* _Written exercise 1_
Copy the entries verbatim, from the line containing "Can you see the neck?" through the last line of the entries, including both.

* _Excerpt provided_
Recommendations for good aesthetic design

Aesthetics are subjective and can provide more clarity

Put effort into aesthetics, and it can help readers understand your charts better and also differentiate your own style

Aesthetics can provide the following benefits:

Beauty
Readability
Identity
Expectations

Elements of aesthetics:

Organization and arrangement
Sizes and weights
Color palette
Medium

Tufte’s Principles

Fundamental principles of design

Show comparisons
Show causality
Use multivariate data
Completely integrate modes (like text, images, numbers)
Establish credibility
Focus on content

Principles of graphical integrity

Show data variation, not design variation
Do not use graphics to quote data out of context
Use clear, detailed, thorough labelling
Representation of numbers should be directly proportional to numerical quantities
Don’t use more dimensions than the data require

Minimalism

Tufte guidelines often boils down to embracing a minimalist’s prospective

Avoid Overload!

* _Written exercise 2_
Pick up the notes on chart aesthetics and Tufte's principles where they end, and keep writing.

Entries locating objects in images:

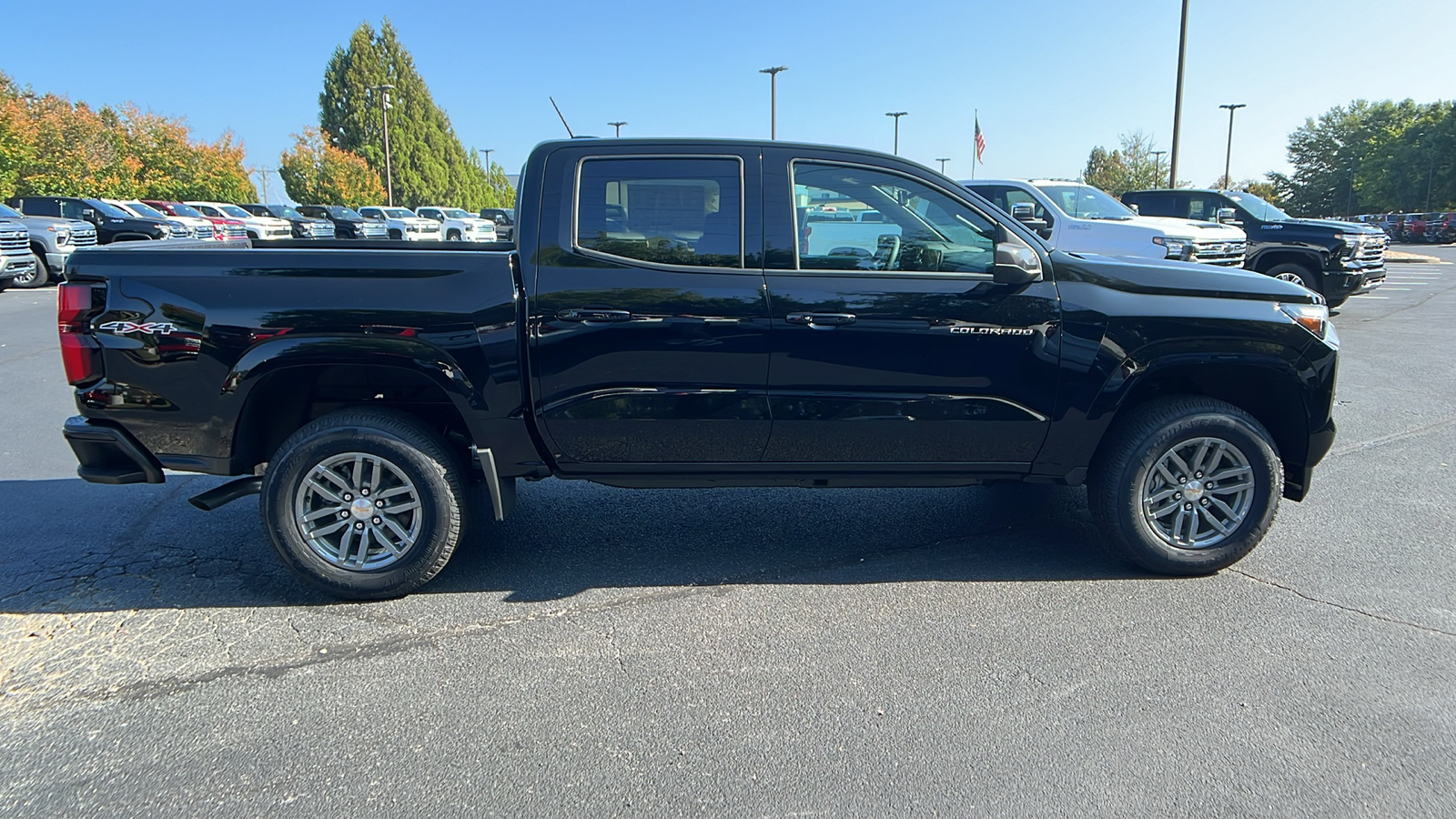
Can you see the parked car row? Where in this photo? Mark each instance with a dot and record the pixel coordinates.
(1436, 228)
(38, 234)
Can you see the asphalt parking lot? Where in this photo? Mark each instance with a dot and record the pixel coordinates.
(747, 652)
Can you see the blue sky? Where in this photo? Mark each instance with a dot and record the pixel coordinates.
(1050, 79)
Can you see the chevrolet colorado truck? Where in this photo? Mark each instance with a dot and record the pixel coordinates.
(659, 325)
(1336, 258)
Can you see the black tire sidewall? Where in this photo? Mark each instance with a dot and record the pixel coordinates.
(419, 566)
(1145, 547)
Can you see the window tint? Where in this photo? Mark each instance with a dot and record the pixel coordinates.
(686, 212)
(921, 228)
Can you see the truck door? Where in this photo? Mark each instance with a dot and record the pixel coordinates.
(648, 325)
(909, 354)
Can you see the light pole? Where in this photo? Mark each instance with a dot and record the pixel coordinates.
(1228, 157)
(897, 116)
(389, 167)
(1183, 48)
(774, 98)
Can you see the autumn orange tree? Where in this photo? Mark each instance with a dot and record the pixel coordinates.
(313, 171)
(50, 145)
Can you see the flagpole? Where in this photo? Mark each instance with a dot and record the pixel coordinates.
(976, 155)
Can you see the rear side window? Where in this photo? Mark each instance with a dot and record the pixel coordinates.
(666, 210)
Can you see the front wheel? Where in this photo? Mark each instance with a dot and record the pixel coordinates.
(364, 503)
(1186, 486)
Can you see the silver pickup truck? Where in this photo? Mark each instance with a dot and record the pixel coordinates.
(50, 242)
(16, 263)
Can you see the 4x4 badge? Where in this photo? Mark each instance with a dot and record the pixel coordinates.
(123, 329)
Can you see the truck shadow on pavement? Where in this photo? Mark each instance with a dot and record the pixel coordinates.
(73, 547)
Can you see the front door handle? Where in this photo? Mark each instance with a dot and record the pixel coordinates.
(820, 319)
(593, 315)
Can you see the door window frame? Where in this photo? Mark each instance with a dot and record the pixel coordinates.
(798, 264)
(743, 228)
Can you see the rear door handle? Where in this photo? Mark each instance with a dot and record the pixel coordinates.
(592, 315)
(820, 319)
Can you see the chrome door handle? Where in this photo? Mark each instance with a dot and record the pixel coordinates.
(820, 319)
(590, 315)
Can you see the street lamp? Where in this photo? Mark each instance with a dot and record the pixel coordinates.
(389, 167)
(897, 116)
(1183, 50)
(774, 98)
(1228, 181)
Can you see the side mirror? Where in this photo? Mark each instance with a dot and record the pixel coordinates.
(1016, 263)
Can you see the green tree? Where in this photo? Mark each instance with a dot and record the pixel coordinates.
(430, 165)
(1128, 167)
(313, 171)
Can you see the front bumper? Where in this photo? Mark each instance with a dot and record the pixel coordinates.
(109, 455)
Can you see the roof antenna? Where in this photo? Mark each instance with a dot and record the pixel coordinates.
(562, 118)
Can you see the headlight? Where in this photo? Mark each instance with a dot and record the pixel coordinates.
(1177, 248)
(1315, 318)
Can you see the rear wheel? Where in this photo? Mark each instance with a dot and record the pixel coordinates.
(364, 503)
(1186, 486)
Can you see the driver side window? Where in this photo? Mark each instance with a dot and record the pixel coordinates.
(915, 229)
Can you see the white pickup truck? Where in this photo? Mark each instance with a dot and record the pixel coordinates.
(1082, 219)
(402, 223)
(458, 225)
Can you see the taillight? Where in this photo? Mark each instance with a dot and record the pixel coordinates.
(80, 353)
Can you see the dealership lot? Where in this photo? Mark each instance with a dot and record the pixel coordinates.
(749, 652)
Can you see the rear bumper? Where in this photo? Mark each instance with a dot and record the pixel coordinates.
(109, 455)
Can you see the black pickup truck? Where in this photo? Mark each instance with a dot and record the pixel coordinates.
(662, 325)
(1336, 258)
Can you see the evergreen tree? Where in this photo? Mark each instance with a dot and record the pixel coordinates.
(430, 165)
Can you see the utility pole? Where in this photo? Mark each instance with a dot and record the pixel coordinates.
(774, 98)
(897, 116)
(389, 167)
(1183, 50)
(1228, 157)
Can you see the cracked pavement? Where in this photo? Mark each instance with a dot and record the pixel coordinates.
(747, 652)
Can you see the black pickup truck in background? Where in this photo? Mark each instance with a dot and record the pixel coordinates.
(660, 325)
(1336, 258)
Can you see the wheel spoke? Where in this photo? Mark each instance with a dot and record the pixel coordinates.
(325, 511)
(328, 494)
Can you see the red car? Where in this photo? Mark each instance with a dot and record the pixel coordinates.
(228, 229)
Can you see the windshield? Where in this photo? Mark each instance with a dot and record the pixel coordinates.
(1085, 201)
(106, 208)
(142, 208)
(1259, 208)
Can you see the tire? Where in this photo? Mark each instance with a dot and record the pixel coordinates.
(1296, 273)
(1130, 493)
(414, 464)
(38, 278)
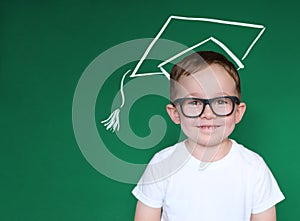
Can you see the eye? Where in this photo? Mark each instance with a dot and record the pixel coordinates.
(221, 101)
(194, 102)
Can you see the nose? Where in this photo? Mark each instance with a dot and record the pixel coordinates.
(207, 112)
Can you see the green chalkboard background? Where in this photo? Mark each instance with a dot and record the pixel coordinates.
(45, 47)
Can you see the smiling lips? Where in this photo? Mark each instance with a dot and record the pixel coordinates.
(208, 127)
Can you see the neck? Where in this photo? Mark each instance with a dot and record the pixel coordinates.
(209, 153)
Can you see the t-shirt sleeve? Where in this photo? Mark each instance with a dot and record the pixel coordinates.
(151, 188)
(266, 190)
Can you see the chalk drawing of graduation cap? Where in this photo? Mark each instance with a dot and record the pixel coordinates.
(205, 30)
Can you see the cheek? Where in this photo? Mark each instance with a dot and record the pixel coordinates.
(229, 125)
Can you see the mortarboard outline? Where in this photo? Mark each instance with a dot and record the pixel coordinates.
(112, 122)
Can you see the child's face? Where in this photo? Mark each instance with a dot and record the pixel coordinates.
(208, 129)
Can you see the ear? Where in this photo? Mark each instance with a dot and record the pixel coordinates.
(239, 113)
(173, 113)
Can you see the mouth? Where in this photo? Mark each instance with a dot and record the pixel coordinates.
(208, 128)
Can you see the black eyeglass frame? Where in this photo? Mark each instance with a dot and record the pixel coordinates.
(234, 99)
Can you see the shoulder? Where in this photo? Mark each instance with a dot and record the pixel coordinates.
(246, 155)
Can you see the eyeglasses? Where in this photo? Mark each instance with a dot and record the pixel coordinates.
(193, 107)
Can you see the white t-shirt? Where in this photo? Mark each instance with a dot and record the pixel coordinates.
(229, 189)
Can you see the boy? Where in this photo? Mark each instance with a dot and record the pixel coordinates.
(207, 177)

* _Expected answer 1_
Can you see the neck? Where in this photo? Mark each instance with a dot and record the pixel coordinates.
(209, 153)
Can you see the t-shirt sleeve? Where in this photo? Mark each instance with a dot and record the pixel coordinates.
(151, 188)
(266, 190)
Can you see the chalk drawing of graduation cap? Where in this photo? Mark each instance with a dot and record the pixel coordinates.
(205, 30)
Can you see the cheek? Where in this photo? Mark each instance with a dot and record the pixel coordinates.
(229, 125)
Can you see the mortarboard outline? Where in this photo? Mark each instance with a dot and record the pixel coordinates.
(112, 122)
Can you see the child's face? Where in this photo? Mark each instance with a dot and record the pixel coordinates.
(208, 129)
Can you see the ear? Where in this photo? Mark each instance with a dot and record the pixel coordinates.
(239, 113)
(173, 113)
Can you see the mouth? Where in this photo? Mark each instance with a dot and record the pixel coordinates.
(208, 128)
Can you see the black eyeglass frame? Where in this photo? Mark each instance with a dot and record the pixel coordinates.
(234, 99)
Can you see the shoulder? Where in this photo? Mark each instance with a dot and record the pixel coordinates.
(246, 155)
Can you see the eyeglasses? Where in this photo? Mark each instance with a dot and record the pixel coordinates.
(193, 107)
Can you see the white t-shirt? Where in this photo? Mark each instance with a dot and record the pixel coordinates.
(229, 189)
Can you see the boy? Where in this photo? Mark each instance with a dot and record the pixel coordinates.
(207, 177)

* _Expected answer 2_
The goal is audience comprehension not confusion!
Keep it simple!!!: Remove redundant/un-needed information.

Spark-lines

A sparkline is a small intense, simple, word-sized graphic with typographic resolution. Sparklines mean that graphics are no longer cartoonish special occasions with captions and boxes, but rather sparkline graphic can be everywhere a word or number can be: embedded in a sentence, table, headline, map, spreadsheet, graphic.

Spark-lines: Key features

Usually small resolution so they can be included anywhere in text
Typically drawn without axes or coordinates.
presents the general shape of the variation
Often used to show multiple time series (i.e. stock information)
highly condensed representation
The Idea was developed by Tufte in 2004

Code example: Sparklines

import matplotlib.pyplot as plt
import numpy as np

# create some random data
x = np.cumsum(np.random.rand(1000)-0.5)

# plot it
fig, ax = plt.subplots(1,1,figsize=(10,3))
plt.plot(x, color='k')
plt.plot(len(x)-1, x[-1], color='r', marker='o')

# remove all the axes
for k,v in ax.spines.items():
    v.set_visible(False)
_ = ax.set_xticks([])
_ = ax.set_yticks([])

#show it
plt.show()

Small Multiples

What is it? “Illustrations of postage-stamp size, are indexed by category or a label, sequenced over time like the frames of a movie, or ordered by a quantitative variable not used in the single image itself.” (Tufte, Envision Information, page 67)

Small multiples method is often used by Tufte to portray variation using multiple graphs.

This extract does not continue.